**Problem set**:
(A) Revise the passage of the offshore oil and gas text from "It is estimated" up to and including "reducing environmental risk.", replacing "European waters" with "EU waters".
(B) Determine whether each of the following statements agrees with the offshore oil and gas text, answering yes or no and quoting the deciding words: (i) The Montara disaster occurred in the Timor Sea in 2009. (ii) The Usumacinta platform disaster took place in 2011. (iii) Offshore installations in European waters operate mainly in the Mediterranean.
(C) According to the offshore oil and gas text, how many offshore marine installations are estimated to operate in European waters?

The Commission proposes a regulation to increase the safety of offshore oil and gas operations
Exploration and mining of offshore oil and gas fields will be possible only by the operators that have appropriate technical and financial conditions, which would ensure recovery of costs associated with liability for any harm to the environment.
The oil rig disaster Deepwater Horizon last year in the Gulf of Mexico confirmed that exploration and mining in marine areas is an activity that poses specific risk to the environment. The consequence of failure are huge losses in the marine environment, irretrievable loss of natural assets, plant and animal species, and elimination of certain sectors of the economy related to tourism and the exploitation of coastal areas.
The disaster in the Gulf of Mexico was not, and certainly will not be the only ecological catastrophe associated with drilling offshore for oil and gas. Disasters of those types of installations have occurred in recent years: it is enough to mention the Montara disaster in the Timor Sea region of Australia in 2009, and the Usumacinta platform in the vicinity of Mexico in 2007.
It is estimated that more than 1,000 offshore marine installations operate in European waters, mainly in the North Sea. A study shows that there is a high risk of accidents in European waters. Different laws of separate states, not effectively enforced practices and technology standards, and inefficient legislation is not conducive to reducing environmental risk.

Excerpt from a dataset
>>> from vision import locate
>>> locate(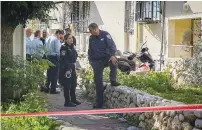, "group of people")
[26,23,120,108]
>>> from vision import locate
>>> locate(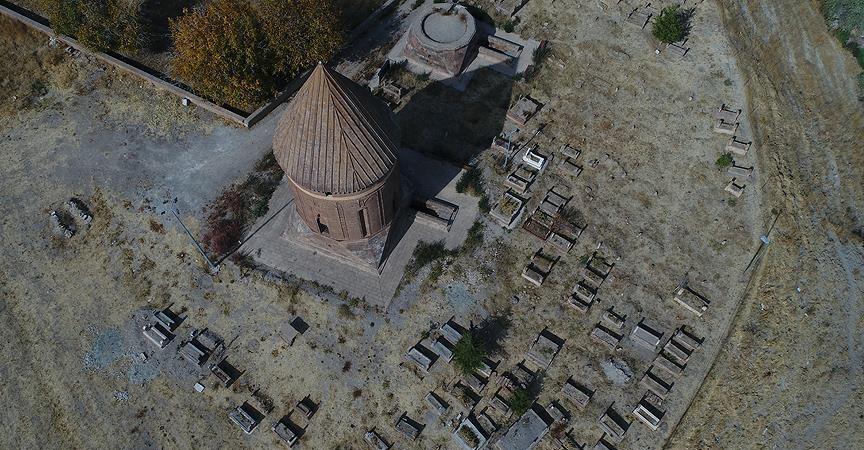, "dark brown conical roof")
[273,64,399,195]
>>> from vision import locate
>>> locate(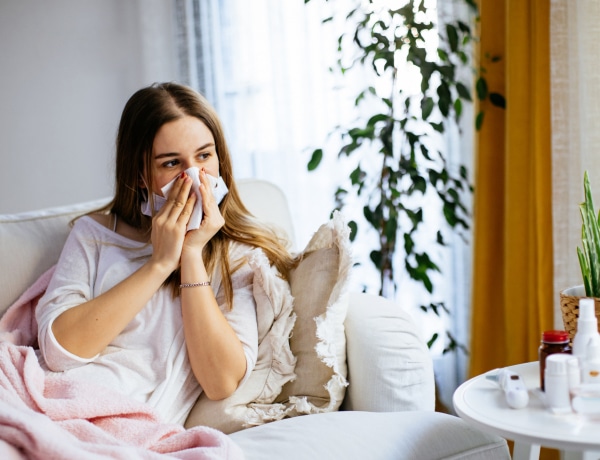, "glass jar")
[538,331,571,391]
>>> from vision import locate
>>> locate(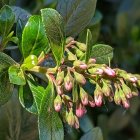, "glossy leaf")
[85,29,92,63]
[91,44,113,64]
[10,6,31,24]
[21,55,38,69]
[57,0,97,37]
[19,84,38,114]
[41,8,64,65]
[78,11,102,44]
[28,79,45,113]
[80,127,103,140]
[39,82,64,140]
[0,52,15,105]
[0,5,15,36]
[8,65,26,85]
[22,16,48,58]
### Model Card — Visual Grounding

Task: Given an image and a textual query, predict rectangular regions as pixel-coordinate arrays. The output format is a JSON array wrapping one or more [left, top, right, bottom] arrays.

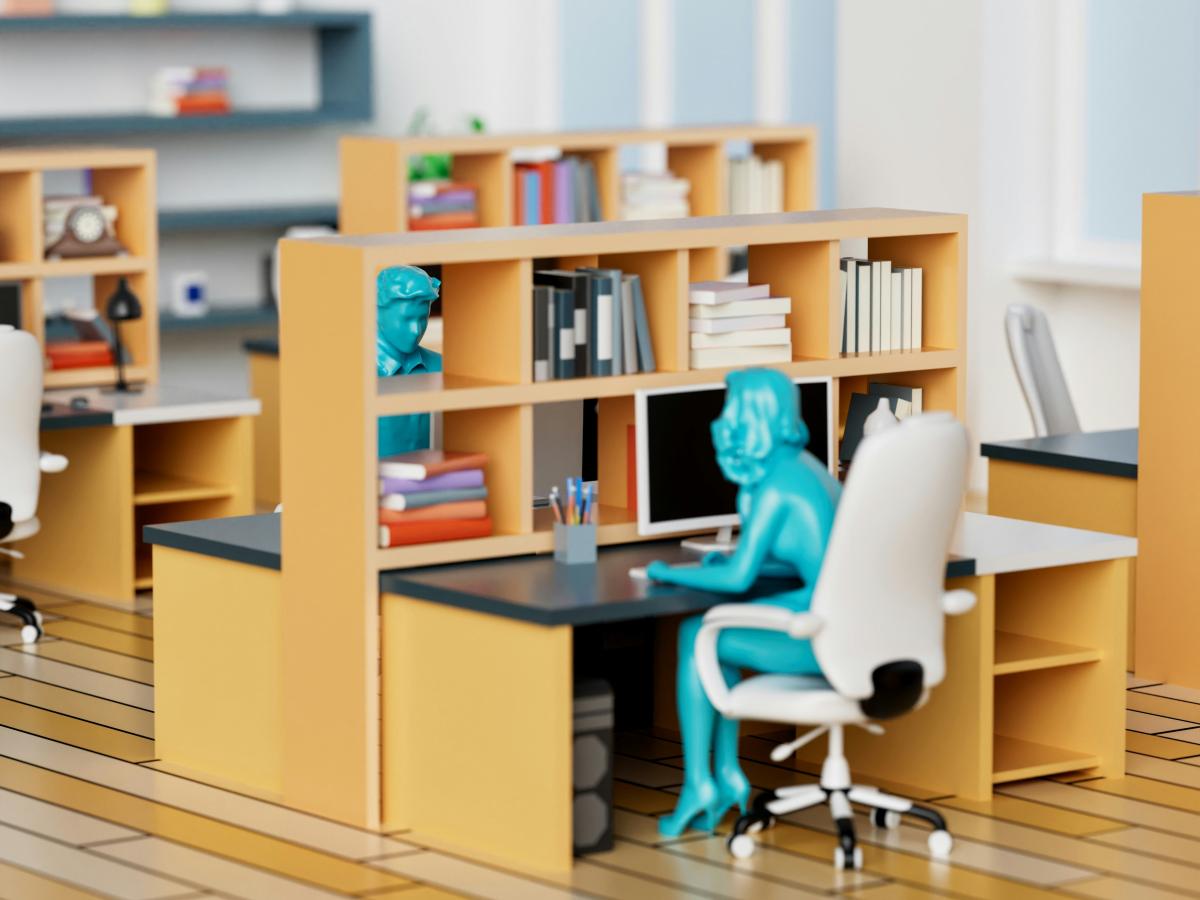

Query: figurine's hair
[[376, 265, 442, 306], [722, 368, 809, 460]]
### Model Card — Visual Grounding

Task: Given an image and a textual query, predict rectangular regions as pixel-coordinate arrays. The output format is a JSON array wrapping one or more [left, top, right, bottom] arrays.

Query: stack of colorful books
[[150, 66, 229, 118], [408, 181, 479, 232], [379, 450, 492, 547], [688, 281, 792, 368]]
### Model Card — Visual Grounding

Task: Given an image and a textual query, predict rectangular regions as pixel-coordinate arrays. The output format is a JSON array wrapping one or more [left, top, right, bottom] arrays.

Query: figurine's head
[[713, 368, 809, 485], [376, 265, 442, 354]]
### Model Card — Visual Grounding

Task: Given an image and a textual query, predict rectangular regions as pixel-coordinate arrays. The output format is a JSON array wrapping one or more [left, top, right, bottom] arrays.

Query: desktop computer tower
[[571, 678, 613, 856]]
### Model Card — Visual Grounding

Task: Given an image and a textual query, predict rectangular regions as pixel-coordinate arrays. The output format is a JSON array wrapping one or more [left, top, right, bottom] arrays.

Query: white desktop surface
[[46, 384, 263, 425], [950, 512, 1138, 575]]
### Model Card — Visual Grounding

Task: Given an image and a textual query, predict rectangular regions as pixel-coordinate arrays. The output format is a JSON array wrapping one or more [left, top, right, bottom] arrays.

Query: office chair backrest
[[811, 413, 968, 719], [0, 325, 42, 522], [1004, 304, 1079, 438]]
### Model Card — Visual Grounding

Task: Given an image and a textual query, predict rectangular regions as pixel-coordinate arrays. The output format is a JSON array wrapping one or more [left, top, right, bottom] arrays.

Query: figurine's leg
[[659, 616, 718, 838]]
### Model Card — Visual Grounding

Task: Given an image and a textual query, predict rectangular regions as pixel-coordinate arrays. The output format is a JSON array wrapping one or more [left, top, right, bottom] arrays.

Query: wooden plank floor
[[0, 592, 1200, 900]]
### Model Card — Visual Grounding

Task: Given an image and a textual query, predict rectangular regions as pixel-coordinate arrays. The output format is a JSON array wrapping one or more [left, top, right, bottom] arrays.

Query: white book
[[689, 296, 792, 319], [912, 269, 925, 350], [613, 275, 637, 374], [876, 263, 892, 352], [838, 266, 847, 353], [841, 257, 858, 353], [871, 260, 892, 353], [892, 271, 904, 350], [899, 266, 912, 350], [688, 281, 770, 306], [688, 316, 787, 335], [688, 344, 792, 368], [690, 328, 792, 350], [854, 259, 871, 353]]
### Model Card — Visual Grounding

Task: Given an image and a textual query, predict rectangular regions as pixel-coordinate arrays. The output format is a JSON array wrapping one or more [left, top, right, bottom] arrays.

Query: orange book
[[408, 212, 479, 232], [379, 500, 487, 524], [379, 516, 492, 547], [379, 450, 487, 481]]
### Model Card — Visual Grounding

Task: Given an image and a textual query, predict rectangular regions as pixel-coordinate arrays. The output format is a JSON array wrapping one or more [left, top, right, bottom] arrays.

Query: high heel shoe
[[659, 779, 720, 838]]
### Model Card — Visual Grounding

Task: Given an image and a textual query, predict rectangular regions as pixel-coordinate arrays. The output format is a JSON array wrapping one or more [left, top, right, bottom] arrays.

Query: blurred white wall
[[836, 0, 1138, 490]]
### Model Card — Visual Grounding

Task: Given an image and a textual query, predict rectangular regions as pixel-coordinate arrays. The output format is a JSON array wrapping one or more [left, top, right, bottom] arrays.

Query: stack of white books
[[727, 155, 784, 216], [620, 172, 691, 220], [688, 281, 792, 368]]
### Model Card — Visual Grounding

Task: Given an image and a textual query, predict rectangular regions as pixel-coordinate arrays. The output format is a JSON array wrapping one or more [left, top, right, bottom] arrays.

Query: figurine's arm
[[646, 491, 786, 594]]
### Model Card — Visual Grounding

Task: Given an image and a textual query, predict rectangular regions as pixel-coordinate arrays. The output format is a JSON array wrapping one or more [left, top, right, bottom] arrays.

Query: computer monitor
[[635, 377, 836, 535]]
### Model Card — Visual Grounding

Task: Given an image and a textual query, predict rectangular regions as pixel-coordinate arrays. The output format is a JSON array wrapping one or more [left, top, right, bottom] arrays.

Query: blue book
[[521, 169, 541, 224]]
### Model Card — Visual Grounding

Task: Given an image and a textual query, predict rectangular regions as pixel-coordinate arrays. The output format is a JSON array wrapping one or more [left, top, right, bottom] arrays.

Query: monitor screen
[[636, 378, 833, 534]]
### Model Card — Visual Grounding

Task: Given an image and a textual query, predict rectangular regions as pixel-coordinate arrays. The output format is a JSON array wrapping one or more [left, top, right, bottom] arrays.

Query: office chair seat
[[728, 674, 868, 725], [0, 516, 42, 544]]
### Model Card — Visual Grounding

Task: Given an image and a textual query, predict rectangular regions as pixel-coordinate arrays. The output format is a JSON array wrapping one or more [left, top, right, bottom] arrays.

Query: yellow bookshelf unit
[[338, 125, 817, 234], [0, 148, 158, 389], [281, 209, 966, 824]]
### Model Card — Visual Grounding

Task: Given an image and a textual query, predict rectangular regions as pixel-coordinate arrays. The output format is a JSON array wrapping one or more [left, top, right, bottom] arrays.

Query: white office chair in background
[[1004, 304, 1079, 438], [696, 413, 974, 869], [0, 325, 67, 643]]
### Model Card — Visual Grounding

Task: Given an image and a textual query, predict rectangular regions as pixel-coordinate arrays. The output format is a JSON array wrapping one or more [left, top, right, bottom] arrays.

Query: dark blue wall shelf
[[158, 203, 337, 234], [0, 12, 374, 138]]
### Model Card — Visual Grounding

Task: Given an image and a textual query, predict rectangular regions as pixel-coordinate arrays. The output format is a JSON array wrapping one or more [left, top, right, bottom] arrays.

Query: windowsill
[[1012, 259, 1141, 292]]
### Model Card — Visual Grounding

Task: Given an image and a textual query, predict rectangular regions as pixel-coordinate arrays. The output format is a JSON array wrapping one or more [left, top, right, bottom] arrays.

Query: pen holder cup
[[554, 522, 596, 565]]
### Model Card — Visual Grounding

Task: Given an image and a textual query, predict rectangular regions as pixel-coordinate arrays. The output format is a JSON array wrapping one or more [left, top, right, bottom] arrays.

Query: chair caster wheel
[[929, 828, 954, 859], [833, 845, 863, 871], [871, 809, 900, 829], [728, 834, 756, 859]]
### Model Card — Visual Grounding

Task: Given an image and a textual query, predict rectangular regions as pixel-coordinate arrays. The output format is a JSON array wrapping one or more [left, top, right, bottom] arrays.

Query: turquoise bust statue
[[376, 265, 442, 456], [647, 368, 841, 836]]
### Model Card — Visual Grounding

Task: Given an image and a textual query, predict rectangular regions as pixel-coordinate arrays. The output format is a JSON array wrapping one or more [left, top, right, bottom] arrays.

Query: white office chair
[[0, 325, 67, 643], [696, 413, 974, 869], [1004, 304, 1079, 438]]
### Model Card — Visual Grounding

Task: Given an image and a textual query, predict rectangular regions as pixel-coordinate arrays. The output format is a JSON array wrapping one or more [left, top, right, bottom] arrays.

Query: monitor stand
[[683, 526, 738, 553]]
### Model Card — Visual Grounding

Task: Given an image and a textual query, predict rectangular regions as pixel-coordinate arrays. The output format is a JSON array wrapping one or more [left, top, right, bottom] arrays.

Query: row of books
[[150, 66, 230, 118], [841, 257, 924, 353], [512, 156, 602, 224], [620, 172, 691, 221], [688, 281, 792, 368], [726, 155, 784, 215], [533, 268, 656, 382], [379, 450, 492, 547], [838, 382, 925, 463], [408, 180, 479, 232]]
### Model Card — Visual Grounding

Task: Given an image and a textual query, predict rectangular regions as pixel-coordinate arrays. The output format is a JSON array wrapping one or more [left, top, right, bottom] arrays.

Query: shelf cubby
[[0, 148, 158, 389]]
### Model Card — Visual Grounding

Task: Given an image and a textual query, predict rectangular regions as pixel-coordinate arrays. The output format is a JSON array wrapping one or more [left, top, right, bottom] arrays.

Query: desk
[[12, 385, 259, 606], [980, 428, 1138, 671], [146, 514, 1136, 870]]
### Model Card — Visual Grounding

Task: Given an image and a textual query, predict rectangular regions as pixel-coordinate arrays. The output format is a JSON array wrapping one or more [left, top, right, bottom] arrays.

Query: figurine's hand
[[646, 559, 671, 581]]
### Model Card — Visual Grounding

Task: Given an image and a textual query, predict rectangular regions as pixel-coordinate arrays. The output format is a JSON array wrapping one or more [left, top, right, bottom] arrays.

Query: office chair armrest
[[696, 604, 823, 715], [942, 589, 976, 616], [37, 452, 67, 473]]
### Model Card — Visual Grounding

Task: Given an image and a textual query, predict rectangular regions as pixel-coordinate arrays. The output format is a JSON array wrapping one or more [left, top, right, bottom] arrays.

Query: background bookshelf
[[0, 148, 158, 389], [281, 209, 966, 823], [338, 126, 817, 237]]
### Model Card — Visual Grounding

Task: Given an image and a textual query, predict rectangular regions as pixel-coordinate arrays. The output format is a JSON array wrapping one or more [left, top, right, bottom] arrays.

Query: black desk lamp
[[104, 276, 142, 394]]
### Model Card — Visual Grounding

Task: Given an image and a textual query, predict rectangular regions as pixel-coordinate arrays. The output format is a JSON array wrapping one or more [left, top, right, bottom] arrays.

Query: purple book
[[379, 469, 484, 494], [554, 157, 575, 223]]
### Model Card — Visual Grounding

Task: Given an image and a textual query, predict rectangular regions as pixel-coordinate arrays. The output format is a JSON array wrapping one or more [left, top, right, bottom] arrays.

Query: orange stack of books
[[379, 450, 492, 547]]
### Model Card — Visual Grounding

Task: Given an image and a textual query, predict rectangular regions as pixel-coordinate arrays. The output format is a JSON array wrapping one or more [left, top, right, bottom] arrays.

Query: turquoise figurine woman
[[376, 265, 442, 456], [647, 368, 841, 838]]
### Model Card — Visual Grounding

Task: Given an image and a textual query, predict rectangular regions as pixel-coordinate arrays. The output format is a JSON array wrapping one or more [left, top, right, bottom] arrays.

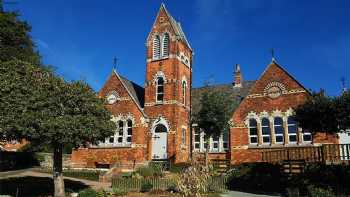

**Worked solutions**:
(A)
It is estimated that more than 1,000 offshore marine installations operate in EU waters, mainly in the North Sea. A study shows that there is a high risk of accidents in EU waters. Different laws of separate states, not effectively enforced practices and technology standards, and inefficient legislation is not conducive to reducing environmental risk.

(B)
(i) Yes: "the Montara disaster in the Timor Sea region of Australia in 2009"
(ii) No: "the Usumacinta platform in the vicinity of Mexico in 2007"
(iii) No: "mainly in the North Sea"

(C) More than 1,000.